Task statement:
Continue the passage on children's in-toe and out-toe walking from its final sentence.

Top of Document extract

These walking positions, commonly called “rotational deformities”, often cause parents to seek the opinion of an orthopaedic surgeon, physiotherapist or podiatrist for more specialised assessment.

Rotational deformities

When the leg or foot faces inwards or outwards during walking, it may be from a number of typical changes in the leg or foot.

When a baby is born they often have bowed or curved legs. This is thought to be because of the position of the baby in the womb.

This position can remain and seem more obvious when the child begins to walk. It may appear as if the feet face inwards. Sometimes children may appear to trip or fall over their own feet.

In-toe walking may come from a curved foot (metatarsus adductus) or an inwards twist in the leg bones (tibial or femoral torsion).

Similarly, out-toe walking may appear from the foot or leg. A foot that is very rolled in or “pronated” may appear as if it is pointing outwards. A leg may also turn outwards from the leg bones or the hip.

The flexibility of a child’s joints or the way they use their muscles could also cause in-toeing or out-toeing. A twist in their bones is one possible contributing factor to in-toe or out-toe walking.

Curved feet

Metatarsus adductus is the most common foot deformity in infants. In metatarsus adductus, the foot has a curved or banana-shaped appearance. In 95% of cases, the foot corrects itself with no treatment.

In the past, it was recommended to put shoes on the wrong feet. This is no longer recommended as it may cause further foot deformity.

Sometimes treatment is needed. Plaster casting or splinting may be required to help the foot straighten if it doesn’t on its own.

Parents should see a health professional if their child’s foot is curved, stiff and unable to be straightened, or isn’t straightening as their child gets older.

Twisted shin bones

Tibial torsion is where the lower leg or tibia turns in or outwards. An inward-turned tibia is common in children under the age of three. It usually straightens after this age and sometimes even slightly turns outward with no treatment. These changes occur in children up to the age of eight.

Health professionals will sometimes recommend children with in-toe walking wear a type of orthotic called gait plates. While gait plates may provide some cosmetic effect when worn, there is no evidence they will result in long-term change.

Parents should be cautious about claims these devices will fix in-toe walking. They need to consider if the expense is worth it for something that will naturally get better on its own. There is no good evidence stretches or footwear will change this type of walking.

Bottom of Document extract
Top of Entries supplied

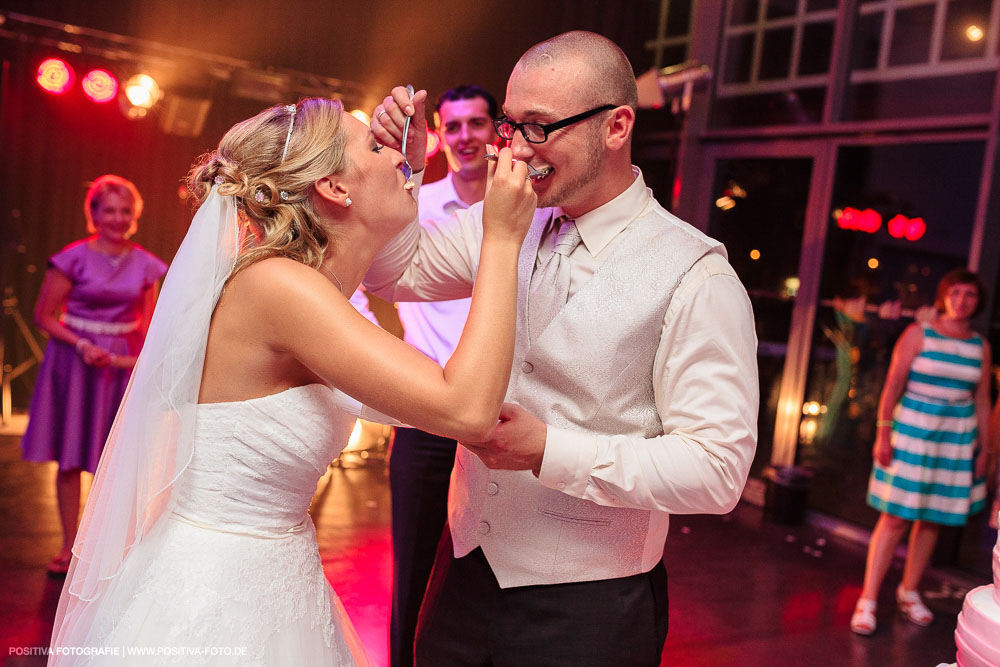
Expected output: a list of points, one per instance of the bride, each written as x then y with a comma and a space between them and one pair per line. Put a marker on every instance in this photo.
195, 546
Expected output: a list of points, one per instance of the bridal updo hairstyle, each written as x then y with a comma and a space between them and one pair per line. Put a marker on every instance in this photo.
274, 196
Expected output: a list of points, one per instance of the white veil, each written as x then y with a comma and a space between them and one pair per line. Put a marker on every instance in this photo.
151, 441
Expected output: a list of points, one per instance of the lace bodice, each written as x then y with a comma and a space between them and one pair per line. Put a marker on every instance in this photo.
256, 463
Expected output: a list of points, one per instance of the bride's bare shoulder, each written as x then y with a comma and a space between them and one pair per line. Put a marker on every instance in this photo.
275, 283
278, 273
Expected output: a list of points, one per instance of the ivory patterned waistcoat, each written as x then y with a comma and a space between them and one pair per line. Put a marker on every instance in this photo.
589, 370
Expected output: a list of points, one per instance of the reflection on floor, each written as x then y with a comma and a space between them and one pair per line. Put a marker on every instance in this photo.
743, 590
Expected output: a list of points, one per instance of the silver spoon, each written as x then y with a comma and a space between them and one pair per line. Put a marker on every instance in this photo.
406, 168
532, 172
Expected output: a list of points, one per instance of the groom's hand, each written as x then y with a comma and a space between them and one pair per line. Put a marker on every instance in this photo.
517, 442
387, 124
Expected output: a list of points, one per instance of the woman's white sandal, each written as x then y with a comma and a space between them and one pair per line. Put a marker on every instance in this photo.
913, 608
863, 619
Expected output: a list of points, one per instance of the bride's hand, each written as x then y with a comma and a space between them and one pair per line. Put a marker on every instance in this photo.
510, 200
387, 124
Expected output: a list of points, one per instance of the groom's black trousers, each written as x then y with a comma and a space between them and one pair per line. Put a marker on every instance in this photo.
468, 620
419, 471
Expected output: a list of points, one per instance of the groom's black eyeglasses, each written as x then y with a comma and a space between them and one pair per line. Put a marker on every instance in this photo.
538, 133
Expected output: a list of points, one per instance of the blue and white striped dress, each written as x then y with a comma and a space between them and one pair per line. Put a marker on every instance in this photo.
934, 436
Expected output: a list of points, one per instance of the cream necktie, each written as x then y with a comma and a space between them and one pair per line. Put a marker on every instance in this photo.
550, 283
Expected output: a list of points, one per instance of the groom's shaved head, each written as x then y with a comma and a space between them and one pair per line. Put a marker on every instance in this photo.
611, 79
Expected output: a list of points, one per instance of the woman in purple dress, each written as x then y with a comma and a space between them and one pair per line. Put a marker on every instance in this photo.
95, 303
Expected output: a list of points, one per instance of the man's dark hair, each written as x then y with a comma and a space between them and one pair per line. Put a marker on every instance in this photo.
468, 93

Bottom of Entries supplied
Top of Entries supplied

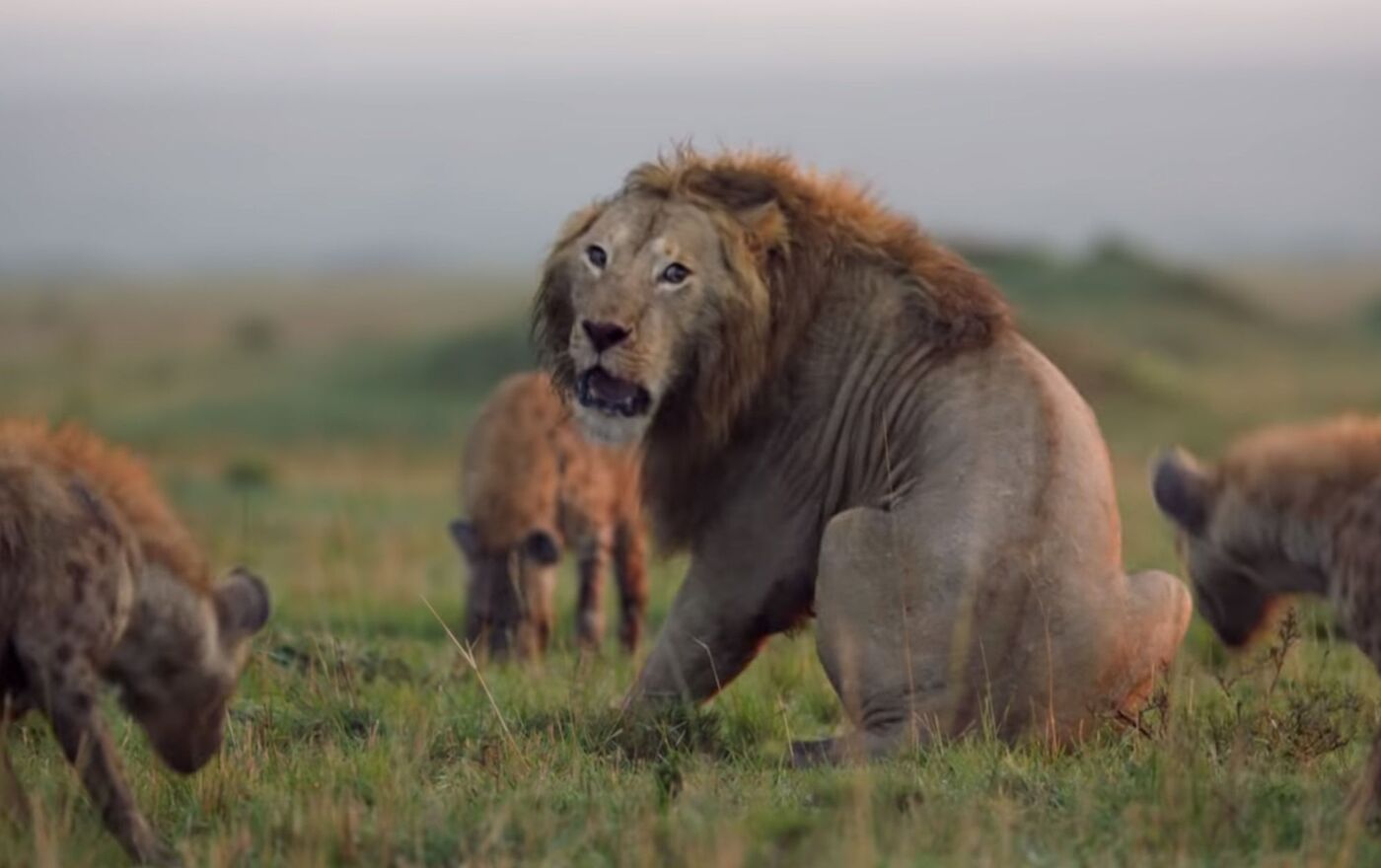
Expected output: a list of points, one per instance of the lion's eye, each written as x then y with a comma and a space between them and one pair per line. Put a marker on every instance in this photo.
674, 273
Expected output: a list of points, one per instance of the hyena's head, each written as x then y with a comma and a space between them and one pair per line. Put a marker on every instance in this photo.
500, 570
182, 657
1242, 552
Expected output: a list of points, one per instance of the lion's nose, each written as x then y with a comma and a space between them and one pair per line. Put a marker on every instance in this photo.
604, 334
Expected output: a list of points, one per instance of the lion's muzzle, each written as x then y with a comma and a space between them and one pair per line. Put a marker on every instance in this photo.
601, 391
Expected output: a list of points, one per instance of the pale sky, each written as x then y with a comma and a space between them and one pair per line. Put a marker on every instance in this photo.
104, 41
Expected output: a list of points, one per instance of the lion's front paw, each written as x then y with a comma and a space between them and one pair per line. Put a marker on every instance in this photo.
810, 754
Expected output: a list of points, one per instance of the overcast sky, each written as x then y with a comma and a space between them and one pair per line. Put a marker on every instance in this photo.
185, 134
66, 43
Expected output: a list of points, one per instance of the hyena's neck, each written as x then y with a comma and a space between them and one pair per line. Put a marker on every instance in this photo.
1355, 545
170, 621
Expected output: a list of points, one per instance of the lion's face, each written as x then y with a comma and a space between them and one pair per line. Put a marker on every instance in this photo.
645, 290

Bottom of Entries supplied

Reply to the exercise:
Turning inwards or outwards at the hip

Femoral torsion is where the upper leg bone (femur) or hip is turned in or outwards. Children may appear to walk with their feet inwards or outward. It also looks like their knees point inwards or outwards.

The femur goes through many changes up to the age of 12 and an inward turn at the hip is more commonly seen in girls. Rotational changes at the top of the leg are also a very normal part of growth.

Walking changes from the top of the leg and hip sometimes appear more common in children who frequently W-sit. This sitting position is with their bottom on the ground and legs folded outwards.

W-sitting isn’t necessarily harmful, but can affect a child’s walking. Author Provided

There is no research proving sitting like this is harmful, but therapists often observe hip muscle tightness in children who sit this way and it may affect the child’s walking. As harm is unknown, it might be best to get children to sit or play in other positions.

There are no shoes, orthotics, garments, taping or stretches that have evidence supporting them being used to change walking associated with these rotational changes. Parents should seek medical attention quickly if there is pain at the hip or pain extends into the groin while walking at any age.

Children walk in-toe and out-toe for many reasons. Parents should see a health professional if their child is tripping from their leg position when their child is school-aged, if one leg turns substantially more inwards or outwards than the other, seems longer or looks very different compared to the other.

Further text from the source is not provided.